Directions
1. Retype, word for word, the part of the passage on truth and transparency that opens with the words containing "For both trust" and closes with "them avoid taxes.".
2. Extend the passage on truth and transparency, starting right after its last sentence.

Page text
So we need the “Truth”.  And Covid19 hasn’t stopped conspiracy theories or partisan rhetoric.  Half-truths and even the assertion of fake news undermines our trust in government, science, and academia.  Our only viable defense against mistruths or untruths is trusting in our nation’s fundamental “Self-evident” truths expressed in our Declaration of Independence.  The profound truth that - ‘all people’ are “endowed” with unalienable rights to “life, liberty and the pursuit of happiness”.  “Self-evident”, should not mean self-invented principles like ‘market forces’, ‘national sovereignty’, or political ideology,  WE need fundamental principles that can actually protect us.  
For both trust and truth to work, we need “Transparency”.   Before this pandemic is over the US government will have appropriated and spent upwards of $6 trillion.  And that is just in reactionary measures.  Who will get these dollars?  Who will pay them back?  The truth is, our children and grandchildren will, if they ever get the chance.  The inherent corruption of our existing political and economic system is a function of the lack of transparency in both.  According to a 2012 statistic there was approximately $32 trillion stashed in anonymous offshore accounts (and some on shore banks!).  These ill gotten gains were stashed there by kleptocrats, oligarchs, drug cartels, violent extremist groups, and wealth capitalists with good lawyers helping them avoid taxes.

Extracted records
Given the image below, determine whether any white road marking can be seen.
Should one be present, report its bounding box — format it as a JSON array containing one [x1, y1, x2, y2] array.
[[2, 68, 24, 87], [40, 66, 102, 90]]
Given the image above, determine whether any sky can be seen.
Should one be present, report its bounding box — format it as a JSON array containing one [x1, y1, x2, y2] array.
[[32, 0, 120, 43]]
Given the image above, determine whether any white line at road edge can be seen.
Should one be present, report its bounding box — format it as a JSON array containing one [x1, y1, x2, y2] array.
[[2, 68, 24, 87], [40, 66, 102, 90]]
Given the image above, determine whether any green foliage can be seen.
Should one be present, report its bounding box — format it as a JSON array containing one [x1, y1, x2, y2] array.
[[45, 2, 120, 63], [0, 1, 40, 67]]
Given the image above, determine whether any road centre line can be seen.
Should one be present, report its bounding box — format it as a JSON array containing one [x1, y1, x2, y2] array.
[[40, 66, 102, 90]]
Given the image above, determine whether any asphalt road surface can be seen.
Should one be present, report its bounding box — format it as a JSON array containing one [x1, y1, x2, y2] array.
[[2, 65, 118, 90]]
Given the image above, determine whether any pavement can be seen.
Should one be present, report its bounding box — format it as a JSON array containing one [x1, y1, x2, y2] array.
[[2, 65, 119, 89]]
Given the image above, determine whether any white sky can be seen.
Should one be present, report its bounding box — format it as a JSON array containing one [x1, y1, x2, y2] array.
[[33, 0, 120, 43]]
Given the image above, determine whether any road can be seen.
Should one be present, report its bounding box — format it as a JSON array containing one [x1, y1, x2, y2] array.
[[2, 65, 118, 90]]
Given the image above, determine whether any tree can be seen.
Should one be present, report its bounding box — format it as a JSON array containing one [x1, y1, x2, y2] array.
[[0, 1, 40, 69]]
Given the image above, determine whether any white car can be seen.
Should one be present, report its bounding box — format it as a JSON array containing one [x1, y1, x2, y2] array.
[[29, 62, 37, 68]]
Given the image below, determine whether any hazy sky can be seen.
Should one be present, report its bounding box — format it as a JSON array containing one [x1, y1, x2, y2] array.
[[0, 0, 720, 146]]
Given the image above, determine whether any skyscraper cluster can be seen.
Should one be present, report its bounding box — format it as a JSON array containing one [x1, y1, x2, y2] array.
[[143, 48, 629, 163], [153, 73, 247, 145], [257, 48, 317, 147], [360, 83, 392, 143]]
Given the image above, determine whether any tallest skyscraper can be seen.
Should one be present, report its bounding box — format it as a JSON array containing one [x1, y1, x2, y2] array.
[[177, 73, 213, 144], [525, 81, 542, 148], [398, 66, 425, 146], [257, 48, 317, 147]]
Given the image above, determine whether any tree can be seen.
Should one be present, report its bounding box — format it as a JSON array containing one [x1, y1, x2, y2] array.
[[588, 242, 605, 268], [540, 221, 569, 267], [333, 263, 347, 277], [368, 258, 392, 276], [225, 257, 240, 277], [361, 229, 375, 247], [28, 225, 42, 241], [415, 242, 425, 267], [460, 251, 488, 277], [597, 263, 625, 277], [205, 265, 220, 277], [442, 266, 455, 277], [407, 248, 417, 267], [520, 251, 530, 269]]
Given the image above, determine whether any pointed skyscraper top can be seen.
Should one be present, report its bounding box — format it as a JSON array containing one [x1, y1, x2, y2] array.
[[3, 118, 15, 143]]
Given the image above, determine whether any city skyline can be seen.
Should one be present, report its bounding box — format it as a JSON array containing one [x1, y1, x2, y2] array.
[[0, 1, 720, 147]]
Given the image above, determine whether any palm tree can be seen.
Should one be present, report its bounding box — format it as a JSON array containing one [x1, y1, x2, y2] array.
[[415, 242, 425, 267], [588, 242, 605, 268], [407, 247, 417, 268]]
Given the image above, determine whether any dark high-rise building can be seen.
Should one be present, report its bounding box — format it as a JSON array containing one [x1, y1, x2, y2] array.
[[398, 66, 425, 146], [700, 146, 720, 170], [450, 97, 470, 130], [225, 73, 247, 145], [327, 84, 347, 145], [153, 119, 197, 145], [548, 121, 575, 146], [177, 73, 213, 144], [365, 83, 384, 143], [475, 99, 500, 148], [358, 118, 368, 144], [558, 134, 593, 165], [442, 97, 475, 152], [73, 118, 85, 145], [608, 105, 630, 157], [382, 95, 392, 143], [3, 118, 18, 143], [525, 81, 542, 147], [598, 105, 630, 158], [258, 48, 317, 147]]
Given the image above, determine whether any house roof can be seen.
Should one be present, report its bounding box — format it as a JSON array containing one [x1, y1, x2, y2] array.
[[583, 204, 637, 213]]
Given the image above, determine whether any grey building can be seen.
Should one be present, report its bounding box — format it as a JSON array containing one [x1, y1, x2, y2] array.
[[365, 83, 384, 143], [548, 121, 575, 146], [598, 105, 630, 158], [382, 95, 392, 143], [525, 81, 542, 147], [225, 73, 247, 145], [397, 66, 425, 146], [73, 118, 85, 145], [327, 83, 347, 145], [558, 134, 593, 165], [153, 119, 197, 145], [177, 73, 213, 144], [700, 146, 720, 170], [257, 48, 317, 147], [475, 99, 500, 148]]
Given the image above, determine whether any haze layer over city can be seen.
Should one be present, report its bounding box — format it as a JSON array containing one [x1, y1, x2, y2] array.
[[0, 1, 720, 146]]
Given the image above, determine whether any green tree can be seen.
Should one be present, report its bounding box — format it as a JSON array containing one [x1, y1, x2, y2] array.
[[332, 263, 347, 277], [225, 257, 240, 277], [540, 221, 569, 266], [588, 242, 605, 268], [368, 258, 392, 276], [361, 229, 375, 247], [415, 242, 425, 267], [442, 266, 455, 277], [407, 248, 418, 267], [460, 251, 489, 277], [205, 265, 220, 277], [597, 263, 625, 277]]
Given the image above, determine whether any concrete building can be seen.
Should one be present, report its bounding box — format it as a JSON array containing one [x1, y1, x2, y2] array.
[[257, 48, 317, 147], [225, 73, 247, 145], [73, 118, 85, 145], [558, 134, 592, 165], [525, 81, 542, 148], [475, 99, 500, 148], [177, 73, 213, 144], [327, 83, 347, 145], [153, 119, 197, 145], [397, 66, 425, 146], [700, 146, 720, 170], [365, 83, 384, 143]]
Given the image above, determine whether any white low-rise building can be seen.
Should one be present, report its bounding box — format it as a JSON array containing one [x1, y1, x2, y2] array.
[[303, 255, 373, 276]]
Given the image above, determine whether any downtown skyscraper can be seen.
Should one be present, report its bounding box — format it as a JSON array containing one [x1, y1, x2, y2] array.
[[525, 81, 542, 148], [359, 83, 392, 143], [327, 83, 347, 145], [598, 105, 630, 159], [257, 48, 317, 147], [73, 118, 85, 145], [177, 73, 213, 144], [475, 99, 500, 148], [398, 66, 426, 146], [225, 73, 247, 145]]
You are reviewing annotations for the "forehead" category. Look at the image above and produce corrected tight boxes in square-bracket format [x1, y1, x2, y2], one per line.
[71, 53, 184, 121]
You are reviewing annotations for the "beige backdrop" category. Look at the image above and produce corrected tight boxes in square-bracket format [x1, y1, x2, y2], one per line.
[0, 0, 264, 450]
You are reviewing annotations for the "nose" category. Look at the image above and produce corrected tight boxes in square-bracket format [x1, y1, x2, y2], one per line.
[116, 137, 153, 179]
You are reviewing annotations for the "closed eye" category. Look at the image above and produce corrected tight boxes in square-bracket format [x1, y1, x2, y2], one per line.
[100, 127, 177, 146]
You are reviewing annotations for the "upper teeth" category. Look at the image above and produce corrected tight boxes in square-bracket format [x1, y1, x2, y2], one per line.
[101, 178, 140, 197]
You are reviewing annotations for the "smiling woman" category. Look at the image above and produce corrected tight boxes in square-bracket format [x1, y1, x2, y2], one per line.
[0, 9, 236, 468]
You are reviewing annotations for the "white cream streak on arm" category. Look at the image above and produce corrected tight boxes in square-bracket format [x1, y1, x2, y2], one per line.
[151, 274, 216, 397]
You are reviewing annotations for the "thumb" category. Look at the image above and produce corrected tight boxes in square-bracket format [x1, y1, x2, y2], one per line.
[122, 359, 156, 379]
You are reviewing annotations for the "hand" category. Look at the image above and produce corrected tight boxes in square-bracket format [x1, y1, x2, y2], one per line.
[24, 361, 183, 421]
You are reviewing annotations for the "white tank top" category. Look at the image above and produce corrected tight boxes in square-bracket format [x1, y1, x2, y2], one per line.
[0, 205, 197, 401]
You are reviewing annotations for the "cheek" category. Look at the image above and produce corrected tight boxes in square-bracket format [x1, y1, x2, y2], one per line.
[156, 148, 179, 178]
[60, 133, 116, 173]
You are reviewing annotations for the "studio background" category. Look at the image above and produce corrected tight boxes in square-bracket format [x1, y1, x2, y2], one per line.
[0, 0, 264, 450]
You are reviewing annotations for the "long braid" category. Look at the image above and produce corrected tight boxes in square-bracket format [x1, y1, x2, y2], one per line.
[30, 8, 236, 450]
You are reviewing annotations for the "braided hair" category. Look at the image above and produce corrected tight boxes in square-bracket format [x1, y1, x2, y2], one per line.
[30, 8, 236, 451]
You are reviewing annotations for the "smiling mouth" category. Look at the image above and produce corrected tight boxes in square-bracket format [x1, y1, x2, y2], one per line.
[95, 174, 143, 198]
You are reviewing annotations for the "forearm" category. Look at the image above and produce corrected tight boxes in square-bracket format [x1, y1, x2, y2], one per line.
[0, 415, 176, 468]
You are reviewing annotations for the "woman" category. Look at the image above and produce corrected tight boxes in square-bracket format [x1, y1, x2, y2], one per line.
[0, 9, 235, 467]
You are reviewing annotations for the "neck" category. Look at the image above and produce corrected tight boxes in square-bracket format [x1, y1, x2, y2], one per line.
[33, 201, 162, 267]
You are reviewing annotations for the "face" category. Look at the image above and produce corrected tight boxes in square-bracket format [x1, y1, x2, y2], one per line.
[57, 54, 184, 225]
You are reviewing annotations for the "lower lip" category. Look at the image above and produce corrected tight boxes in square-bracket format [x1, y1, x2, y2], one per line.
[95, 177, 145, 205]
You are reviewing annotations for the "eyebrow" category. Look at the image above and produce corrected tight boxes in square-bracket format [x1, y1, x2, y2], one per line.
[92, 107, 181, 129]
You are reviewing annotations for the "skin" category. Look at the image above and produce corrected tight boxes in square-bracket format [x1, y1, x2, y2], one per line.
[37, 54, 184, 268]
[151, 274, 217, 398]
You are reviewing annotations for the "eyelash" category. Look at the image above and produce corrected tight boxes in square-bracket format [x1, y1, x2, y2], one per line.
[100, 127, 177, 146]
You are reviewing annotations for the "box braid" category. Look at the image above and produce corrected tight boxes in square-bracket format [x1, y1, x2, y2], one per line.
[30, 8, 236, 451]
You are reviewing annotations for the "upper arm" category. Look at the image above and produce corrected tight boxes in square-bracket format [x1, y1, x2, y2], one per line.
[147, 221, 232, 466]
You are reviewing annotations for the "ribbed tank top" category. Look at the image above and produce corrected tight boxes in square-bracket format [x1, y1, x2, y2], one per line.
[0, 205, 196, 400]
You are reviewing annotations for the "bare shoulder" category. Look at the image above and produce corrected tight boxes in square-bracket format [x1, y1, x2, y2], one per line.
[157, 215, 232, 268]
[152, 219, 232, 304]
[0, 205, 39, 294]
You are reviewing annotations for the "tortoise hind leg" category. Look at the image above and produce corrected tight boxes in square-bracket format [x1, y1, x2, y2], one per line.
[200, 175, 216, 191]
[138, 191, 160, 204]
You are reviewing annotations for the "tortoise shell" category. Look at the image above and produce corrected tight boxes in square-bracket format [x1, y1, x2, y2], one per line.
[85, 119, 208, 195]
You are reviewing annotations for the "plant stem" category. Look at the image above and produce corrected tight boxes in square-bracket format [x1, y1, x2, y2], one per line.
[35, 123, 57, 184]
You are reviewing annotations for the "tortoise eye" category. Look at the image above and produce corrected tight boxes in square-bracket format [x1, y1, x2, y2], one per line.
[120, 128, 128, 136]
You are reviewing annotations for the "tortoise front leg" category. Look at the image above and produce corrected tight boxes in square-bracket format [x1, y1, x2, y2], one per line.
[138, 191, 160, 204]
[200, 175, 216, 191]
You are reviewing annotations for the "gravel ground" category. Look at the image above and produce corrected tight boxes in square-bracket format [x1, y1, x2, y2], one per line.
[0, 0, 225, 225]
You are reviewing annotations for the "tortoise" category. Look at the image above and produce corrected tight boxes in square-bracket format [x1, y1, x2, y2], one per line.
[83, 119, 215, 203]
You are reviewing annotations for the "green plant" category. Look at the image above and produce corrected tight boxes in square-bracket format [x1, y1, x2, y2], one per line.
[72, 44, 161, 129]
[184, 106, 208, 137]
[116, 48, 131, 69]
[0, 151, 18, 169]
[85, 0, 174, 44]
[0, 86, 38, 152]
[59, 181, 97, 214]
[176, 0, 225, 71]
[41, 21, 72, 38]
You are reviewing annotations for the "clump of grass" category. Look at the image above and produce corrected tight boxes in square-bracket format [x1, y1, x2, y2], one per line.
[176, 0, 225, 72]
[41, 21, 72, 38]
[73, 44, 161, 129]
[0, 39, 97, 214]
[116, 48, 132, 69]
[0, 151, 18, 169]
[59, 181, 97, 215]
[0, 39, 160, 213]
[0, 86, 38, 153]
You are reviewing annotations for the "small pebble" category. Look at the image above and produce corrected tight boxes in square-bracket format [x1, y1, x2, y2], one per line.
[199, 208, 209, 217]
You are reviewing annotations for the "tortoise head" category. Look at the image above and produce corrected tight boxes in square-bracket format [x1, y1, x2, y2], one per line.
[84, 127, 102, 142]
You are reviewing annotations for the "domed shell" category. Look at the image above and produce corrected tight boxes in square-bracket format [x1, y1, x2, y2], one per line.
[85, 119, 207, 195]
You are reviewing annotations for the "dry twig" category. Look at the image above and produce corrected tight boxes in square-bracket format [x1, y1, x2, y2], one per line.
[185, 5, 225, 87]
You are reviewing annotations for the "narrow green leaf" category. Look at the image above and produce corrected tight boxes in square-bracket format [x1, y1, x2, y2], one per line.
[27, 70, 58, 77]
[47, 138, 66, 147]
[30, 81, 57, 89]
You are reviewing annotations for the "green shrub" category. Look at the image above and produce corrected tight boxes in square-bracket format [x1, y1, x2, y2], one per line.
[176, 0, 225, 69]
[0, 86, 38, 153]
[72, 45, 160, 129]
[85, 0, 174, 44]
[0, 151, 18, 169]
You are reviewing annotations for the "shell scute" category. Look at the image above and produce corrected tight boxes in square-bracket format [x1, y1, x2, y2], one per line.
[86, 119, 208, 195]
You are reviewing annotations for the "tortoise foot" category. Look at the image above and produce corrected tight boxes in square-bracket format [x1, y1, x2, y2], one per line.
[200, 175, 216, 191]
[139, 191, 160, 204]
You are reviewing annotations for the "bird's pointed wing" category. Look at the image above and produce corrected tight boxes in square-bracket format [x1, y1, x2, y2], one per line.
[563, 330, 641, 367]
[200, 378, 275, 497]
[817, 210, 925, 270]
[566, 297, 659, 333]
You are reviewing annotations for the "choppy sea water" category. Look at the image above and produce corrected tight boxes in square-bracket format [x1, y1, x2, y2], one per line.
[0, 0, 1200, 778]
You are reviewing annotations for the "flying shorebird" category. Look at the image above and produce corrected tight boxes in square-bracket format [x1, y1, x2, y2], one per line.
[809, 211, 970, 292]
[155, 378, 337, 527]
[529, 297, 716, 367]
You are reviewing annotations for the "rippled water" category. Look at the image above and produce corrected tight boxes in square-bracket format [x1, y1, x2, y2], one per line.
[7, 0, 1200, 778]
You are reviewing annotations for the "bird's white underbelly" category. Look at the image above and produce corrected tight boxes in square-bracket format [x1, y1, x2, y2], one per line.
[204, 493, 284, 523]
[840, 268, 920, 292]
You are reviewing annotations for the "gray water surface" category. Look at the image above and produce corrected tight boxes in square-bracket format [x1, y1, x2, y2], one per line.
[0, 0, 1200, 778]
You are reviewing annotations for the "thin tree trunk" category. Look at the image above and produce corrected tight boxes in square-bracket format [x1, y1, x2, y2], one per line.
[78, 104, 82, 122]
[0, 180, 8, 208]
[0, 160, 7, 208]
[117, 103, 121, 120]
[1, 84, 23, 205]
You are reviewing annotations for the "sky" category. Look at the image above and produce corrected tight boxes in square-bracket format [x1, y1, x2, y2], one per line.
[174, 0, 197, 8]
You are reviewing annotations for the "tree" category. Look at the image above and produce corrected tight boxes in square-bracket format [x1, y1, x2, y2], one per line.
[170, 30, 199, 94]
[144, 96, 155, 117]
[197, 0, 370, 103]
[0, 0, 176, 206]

Exercise results
1.
For both trust and truth to work, we need “Transparency”.   Before this pandemic is over the US government will have appropriated and spent upwards of $6 trillion.  And that is just in reactionary measures.  Who will get these dollars?  Who will pay them back?  The truth is, our children and grandchildren will, if they ever get the chance.  The inherent corruption of our existing political and economic system is a function of the lack of transparency in both.  According to a 2012 statistic there was approximately $32 trillion stashed in anonymous offshore accounts (and some on shore banks!).  These ill gotten gains were stashed there by kleptocrats, oligarchs, drug cartels, violent extremist groups, and wealth capitalists with good lawyers helping them avoid taxes.

2.
If this money had gone to doing what was proposed by health experts’ multiple times over the past few decades, and at least four times over the last 14 months (according to today’s Washington Post lead editorial). -- we would have had a chance of avoiding much of the harmful health and economic consequences now before us. 
What would be ideal is building a four-pronged global health infrastructure with the first two prongs being the effective capacity for early detection and rapid response to any unusual outbreak.  The third?  Adequate investments in research and development as well the human capital that would be essential to doing what is inevitably needed.  Last, and most important if you believe that prevention pays, would be investing in global infectious disease preventive measures.  According to the Trump maligned World Health Organization (that was never given power to demand from any government - any adequate and accurate information on any disease) just universal access to clean water alone could eliminate half of all the world’s infectious diseases.  

Add sanitation, basic education, adequate nutrition, primary health care services and living wages -- and preventing most of the other disease spreaders like war and genocide – and miracles could be accomplished, or addressed that much better if unpreventable.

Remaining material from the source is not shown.